--- Start Provided material ---

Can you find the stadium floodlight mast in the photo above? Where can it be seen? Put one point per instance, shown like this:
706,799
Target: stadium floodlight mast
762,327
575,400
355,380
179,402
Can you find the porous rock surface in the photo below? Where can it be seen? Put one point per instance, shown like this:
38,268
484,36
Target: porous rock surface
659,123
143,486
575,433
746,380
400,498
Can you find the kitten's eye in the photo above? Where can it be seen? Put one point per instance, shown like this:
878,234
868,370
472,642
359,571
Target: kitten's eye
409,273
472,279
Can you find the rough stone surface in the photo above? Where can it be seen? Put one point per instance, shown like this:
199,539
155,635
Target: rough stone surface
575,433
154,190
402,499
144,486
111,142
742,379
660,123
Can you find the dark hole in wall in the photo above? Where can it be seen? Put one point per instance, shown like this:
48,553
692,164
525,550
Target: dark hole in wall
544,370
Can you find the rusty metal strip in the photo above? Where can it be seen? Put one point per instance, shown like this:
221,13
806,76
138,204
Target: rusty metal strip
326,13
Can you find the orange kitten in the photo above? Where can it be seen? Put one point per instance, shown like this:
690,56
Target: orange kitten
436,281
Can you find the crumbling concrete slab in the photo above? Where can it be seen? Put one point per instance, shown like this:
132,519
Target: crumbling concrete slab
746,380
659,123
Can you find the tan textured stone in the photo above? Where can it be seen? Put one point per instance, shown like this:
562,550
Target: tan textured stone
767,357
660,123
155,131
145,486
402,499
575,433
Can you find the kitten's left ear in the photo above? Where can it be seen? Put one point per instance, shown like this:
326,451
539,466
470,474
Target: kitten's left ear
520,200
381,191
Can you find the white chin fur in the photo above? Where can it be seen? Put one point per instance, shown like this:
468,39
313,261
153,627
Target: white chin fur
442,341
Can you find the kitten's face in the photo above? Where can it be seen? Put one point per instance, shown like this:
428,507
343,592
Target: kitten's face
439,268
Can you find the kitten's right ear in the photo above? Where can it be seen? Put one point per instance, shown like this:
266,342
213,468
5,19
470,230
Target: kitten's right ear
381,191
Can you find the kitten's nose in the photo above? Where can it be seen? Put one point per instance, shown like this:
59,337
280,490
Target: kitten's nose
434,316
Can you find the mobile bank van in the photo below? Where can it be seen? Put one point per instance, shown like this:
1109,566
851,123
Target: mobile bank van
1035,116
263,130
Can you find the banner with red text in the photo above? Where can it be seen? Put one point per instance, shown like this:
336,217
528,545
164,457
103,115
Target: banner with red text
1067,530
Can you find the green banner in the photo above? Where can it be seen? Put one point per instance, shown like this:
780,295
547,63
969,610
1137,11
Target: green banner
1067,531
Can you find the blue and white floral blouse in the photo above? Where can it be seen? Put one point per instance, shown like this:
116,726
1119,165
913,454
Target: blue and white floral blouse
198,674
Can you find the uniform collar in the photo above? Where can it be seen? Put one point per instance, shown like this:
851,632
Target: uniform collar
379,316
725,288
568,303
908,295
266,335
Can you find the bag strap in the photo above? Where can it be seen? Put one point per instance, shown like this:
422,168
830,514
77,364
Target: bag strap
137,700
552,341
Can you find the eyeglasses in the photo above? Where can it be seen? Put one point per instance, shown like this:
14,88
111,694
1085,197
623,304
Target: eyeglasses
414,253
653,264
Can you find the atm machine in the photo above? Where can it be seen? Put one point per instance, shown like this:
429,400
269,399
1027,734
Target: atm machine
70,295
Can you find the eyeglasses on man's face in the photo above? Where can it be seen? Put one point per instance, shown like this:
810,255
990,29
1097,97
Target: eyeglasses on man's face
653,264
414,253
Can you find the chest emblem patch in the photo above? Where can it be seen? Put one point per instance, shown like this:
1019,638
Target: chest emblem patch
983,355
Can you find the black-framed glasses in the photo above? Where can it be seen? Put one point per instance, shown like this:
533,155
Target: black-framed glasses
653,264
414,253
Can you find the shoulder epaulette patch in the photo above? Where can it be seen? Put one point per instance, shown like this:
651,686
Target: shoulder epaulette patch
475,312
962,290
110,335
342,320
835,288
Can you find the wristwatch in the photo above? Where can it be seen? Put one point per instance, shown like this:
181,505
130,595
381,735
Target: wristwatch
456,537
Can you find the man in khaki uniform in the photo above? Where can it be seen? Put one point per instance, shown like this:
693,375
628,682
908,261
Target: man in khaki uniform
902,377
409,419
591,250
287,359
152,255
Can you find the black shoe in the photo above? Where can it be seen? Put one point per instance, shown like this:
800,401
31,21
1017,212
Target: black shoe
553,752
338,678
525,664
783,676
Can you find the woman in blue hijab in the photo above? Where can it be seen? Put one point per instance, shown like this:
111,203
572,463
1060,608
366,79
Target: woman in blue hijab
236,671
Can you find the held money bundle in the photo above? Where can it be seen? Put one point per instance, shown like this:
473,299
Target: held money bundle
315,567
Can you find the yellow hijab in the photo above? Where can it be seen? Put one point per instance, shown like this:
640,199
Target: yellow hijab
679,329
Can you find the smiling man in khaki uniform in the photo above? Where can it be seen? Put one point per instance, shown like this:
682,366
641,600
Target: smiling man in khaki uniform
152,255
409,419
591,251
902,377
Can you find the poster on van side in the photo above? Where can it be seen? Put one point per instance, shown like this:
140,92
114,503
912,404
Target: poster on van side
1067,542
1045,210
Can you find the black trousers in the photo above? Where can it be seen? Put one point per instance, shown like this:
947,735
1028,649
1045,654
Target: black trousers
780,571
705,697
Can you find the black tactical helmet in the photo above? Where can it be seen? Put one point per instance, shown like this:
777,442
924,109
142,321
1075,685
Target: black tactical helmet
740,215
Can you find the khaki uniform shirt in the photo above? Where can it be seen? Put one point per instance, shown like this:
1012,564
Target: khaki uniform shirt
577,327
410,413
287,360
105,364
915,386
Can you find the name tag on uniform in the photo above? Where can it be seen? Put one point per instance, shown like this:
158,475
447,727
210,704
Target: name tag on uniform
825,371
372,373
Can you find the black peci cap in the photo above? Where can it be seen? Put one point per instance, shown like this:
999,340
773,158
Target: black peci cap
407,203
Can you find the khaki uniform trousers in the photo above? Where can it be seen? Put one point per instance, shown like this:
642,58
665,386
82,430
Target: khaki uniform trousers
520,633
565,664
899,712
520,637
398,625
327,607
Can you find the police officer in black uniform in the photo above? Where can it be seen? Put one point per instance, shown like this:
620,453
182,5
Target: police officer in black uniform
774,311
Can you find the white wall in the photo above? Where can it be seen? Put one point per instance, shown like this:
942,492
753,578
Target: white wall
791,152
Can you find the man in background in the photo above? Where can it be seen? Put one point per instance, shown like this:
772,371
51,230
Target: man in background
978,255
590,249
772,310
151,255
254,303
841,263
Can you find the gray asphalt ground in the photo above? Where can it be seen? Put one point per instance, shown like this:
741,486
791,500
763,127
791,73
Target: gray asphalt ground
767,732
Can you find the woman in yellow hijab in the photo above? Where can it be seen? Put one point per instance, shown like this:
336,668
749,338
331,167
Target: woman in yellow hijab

--- End Provided material ---

Please turn every line of the material above into a numbered list, leaving out any blank lines.

1. Can you find the stadium floodlight mast in the photo above? Where can it be seen? Put one point per instance, shown like this:
2. 706,799
3. Target: stadium floodlight mast
4. 762,327
5. 575,400
6. 355,380
7. 179,402
8. Can you find the porous rock surface in the photo below? Where can it be seen? Put one point per instance, shown like this:
9. 38,268
10. 484,36
11. Target: porous rock surface
12. 659,123
13. 143,486
14. 575,433
15. 746,380
16. 400,498
17. Can you find the kitten's eye in the photo above? Where can it be seen? Put one point per instance, shown like this:
18. 878,234
19. 868,370
20. 472,642
21. 359,571
22. Target: kitten's eye
23. 409,273
24. 472,279
25. Can you find the rough stone surface in the photo above? Where can it be seen? Put one point per instance, shown like this:
26. 199,539
27. 155,635
28. Target: rough stone surface
29. 575,433
30. 154,190
31. 402,499
32. 144,486
33. 111,142
34. 742,379
35. 660,123
36. Can you find the dark hole in wall in the photo above? Where can it be seen? Put one point per instance, shown like this:
37. 48,553
38. 692,164
39. 525,550
40. Target: dark hole in wall
41. 544,370
42. Can you find the rusty metal strip in the photo above? Where can it be seen? Put one point per instance, shown like this:
43. 221,13
44. 806,76
45. 138,204
46. Target: rusty metal strip
47. 326,13
48. Can you find the orange kitten in the photo above? Where can it be seen? Put one point per instance, shown like this:
49. 690,56
50. Target: orange kitten
51. 436,281
52. Can you find the crumbling concrete slab in the photo above? Where can it be seen? Put one point per instance, shown like this:
53. 132,519
54. Target: crumbling concrete slab
55. 746,380
56. 659,123
57. Can you find the tan textured stone in the photo above? Where can it be seen? Put one point per instance, shown like this:
58. 562,550
59. Target: tan textured stone
60. 767,357
61. 660,123
62. 155,131
63. 145,486
64. 402,499
65. 575,433
66. Can you find the kitten's left ear in the photo above? Where can it be seen? Put one point per instance, shown like this:
67. 326,451
68. 539,466
69. 470,474
70. Target: kitten's left ear
71. 520,200
72. 381,191
73. Can you find the white chin fur in the photo above? Where can it be seen? Put one point per instance, shown like this:
74. 468,39
75. 313,261
76. 153,627
77. Target: white chin fur
78. 442,341
79. Can you find the kitten's face in the photo above? Where can it be seen? Put one point per instance, shown like this:
80. 428,507
81. 343,592
82. Target: kitten's face
83. 439,268
84. Can you find the kitten's right ear in the photo above? Where can it be seen? Put one point per instance, shown like this:
85. 266,342
86. 213,468
87. 5,19
88. 470,230
89. Target: kitten's right ear
90. 381,191
91. Can you find the kitten's nose in the photo above? Where can it be seen? Put one point per instance, shown like this:
92. 59,337
93. 280,490
94. Target: kitten's nose
95. 434,316
96. Can you find the mobile bank van in the photo below? Where can it be seen? Put one point per instance, shown like this:
97. 1109,566
98. 851,123
99. Target: mobile bank van
100. 1035,116
101. 263,130
102. Can you find the banner with red text in the photo above? Where can it be seen? Put one point per instance, shown like this:
103. 336,217
104. 528,545
105. 164,457
106. 103,115
107. Target: banner with red text
108. 1067,530
109. Can you find the green banner in the photo above? Where can it be seen? Put one point per instance, shown like this:
110. 780,295
111. 547,63
112. 969,610
113. 1137,11
114. Target: green banner
115. 1067,531
116. Can you find the blue and white floral blouse in the photo above? Where can it be seen? Put one point per instance, shown like this:
117. 116,726
118. 1119,165
119. 913,454
120. Target: blue and white floral blouse
121. 198,674
122. Can you find the uniform collar in the photo above? Where can it be seen? Put one point per instance, shown like this:
123. 851,632
124. Target: uniform collar
125. 379,316
126. 725,288
127. 568,303
128. 908,295
129. 266,335
130. Can you find the bag strap in the photo above? Where can it be seen? Put one point per instance, shown like this:
131. 422,168
132. 830,514
133. 77,364
134. Target: bag strap
135. 137,700
136. 552,341
137. Can you find the eyeglasses in the photo above? Where can it be seen? Put one point per instance, shown like this:
138. 14,88
139. 111,694
140. 1085,197
141. 623,304
142. Target: eyeglasses
143. 414,253
144. 653,264
145. Can you find the atm machine in the photo above? Where can it be seen? Put one point per instance, shown like this:
146. 429,400
147. 269,399
148. 1027,734
149. Target: atm machine
150. 70,295
151. Can you find the eyeglasses on man's face in the photo above? Where can it be seen? Put one point per instance, shown like this:
152. 810,255
153. 990,29
154. 1097,97
155. Target: eyeglasses on man's face
156. 653,264
157. 414,253
158. Can you find the chest emblem patch in the photo above? Where can it be seen? Put one point per instance, shown like this:
159. 1019,638
160. Target: chest emblem patch
161. 983,355
162. Can you find the black-framed glasses in the photo above? Where can it be seen? Put one point per instance, shown like this:
163. 533,155
164. Target: black-framed glasses
165. 653,264
166. 414,253
167. Can you find the shoulder epaulette patch in the photo above? Where can it be seen? Put one point per instance, shown like this:
168. 651,686
169. Target: shoulder epaulette patch
170. 475,312
171. 962,290
172. 110,335
173. 342,320
174. 835,288
175. Can you find the wristwatch in the photo above? Where can it be seen? Put one point per instance, shown like this:
176. 181,505
177. 130,595
178. 381,735
179. Target: wristwatch
180. 456,537
181. Can you find the man in khaki uniform in the photo above? Where can it be seen? Put one point per instance, shown like this:
182. 693,375
183. 628,682
184. 908,261
185. Target: man in khaki uniform
186. 902,377
187. 409,419
188. 591,250
189. 287,359
190. 152,255
191. Can you find the black shoe in the photo above? Where can it be seen? Put one point per instance, shown like this:
192. 800,401
193. 31,21
194. 1017,212
195. Target: black shoe
196. 553,752
197. 338,678
198. 525,664
199. 783,676
200. Can you find the woman in blue hijab in the photo above? Where can it be seen? Put one point per instance, shown like this:
201. 111,203
202. 572,463
203. 1060,608
204. 366,79
205. Target: woman in blue hijab
206. 236,671
207. Can you find the held money bundle in the photo above? Where can it be seen? Put one point per instance, shown like this:
208. 473,299
209. Target: held money bundle
210. 315,567
211. Can you find the yellow hijab in the photo above? Where can it be seen? Put one point per instance, shown like this:
212. 640,199
213. Target: yellow hijab
214. 679,329
215. Can you find the smiling man in khaki uniform in the photo above? Where can it be seen? Put one point per instance, shown like this:
216. 682,366
217. 641,600
218. Target: smiling man in khaki uniform
219. 152,255
220. 409,419
221. 591,251
222. 902,377
223. Can you find the poster on van side in the photo above? Where can it be seen? Put one point per instance, shown like this:
224. 140,92
225. 114,503
226. 912,404
227. Target: poster on van side
228. 1067,542
229. 1045,210
230. Can you find the black trousers in the photo above? Where can it be seen? Put one point per instance, shown like this:
231. 947,735
232. 1028,649
233. 1045,654
234. Target: black trousers
235. 780,571
236. 705,697
237. Can you find the black tactical helmet in the photo above? Where can it be seen? Put one point per instance, shown like this:
238. 777,442
239. 924,109
240. 142,321
241. 1075,685
242. Target: black tactical helmet
243. 740,215
244. Can you find the khaki uniform shirt in the photo above? Where can it be seen? Put one point per instance, shown like this:
245. 1012,564
246. Target: khaki uniform shirt
247. 577,327
248. 410,413
249. 287,360
250. 105,364
251. 915,386
252. Can you find the name tag on uniform in the photo above? Where can it be seen? Put one point per instance, shown like this:
253. 158,475
254. 447,727
255. 210,704
256. Target: name tag on uniform
257. 825,371
258. 372,373
259. Can you find the black peci cap in the photo above? Where can it be seen? Put one point per instance, shown like this:
260. 999,340
261. 773,158
262. Target: black peci cap
263. 407,203
264. Can you find the khaki uniform trousers in the photo above? Where can it be seen? Put one point per instance, shown like this:
265. 642,58
266. 665,386
267. 82,430
268. Target: khaki uniform trousers
269. 520,633
270. 565,664
271. 899,712
272. 520,637
273. 398,625
274. 327,607
275. Can you find the police officer in black uniform in the photo above? Where can it be seen? Put one point per instance, shown like this:
276. 620,453
277. 182,5
278. Target: police officer in black uniform
279. 774,311
280. Can you find the white wall in the photo above? Where can it be seen? Put one point per instance, shown like this:
281. 942,492
282. 753,578
283. Target: white wall
284. 791,152
285. Can you find the man in background in the photo above? Where can it be seen? Put one point per instance, shown like this:
286. 772,371
287. 51,230
288. Target: man in background
289. 978,255
290. 590,249
291. 772,310
292. 151,255
293. 254,303
294. 841,263
295. Can you find the gray asphalt ground in the photo above? Where can it be seen? Put one point per instance, shown like this:
296. 741,486
297. 791,500
298. 763,127
299. 791,73
300. Target: gray asphalt ground
301. 767,732
302. Can you find the woman in yellow hijab in the photo above? Where can it be seen? Put one point per instance, shown like this:
303. 336,668
304. 749,338
305. 331,167
306. Target: woman in yellow hijab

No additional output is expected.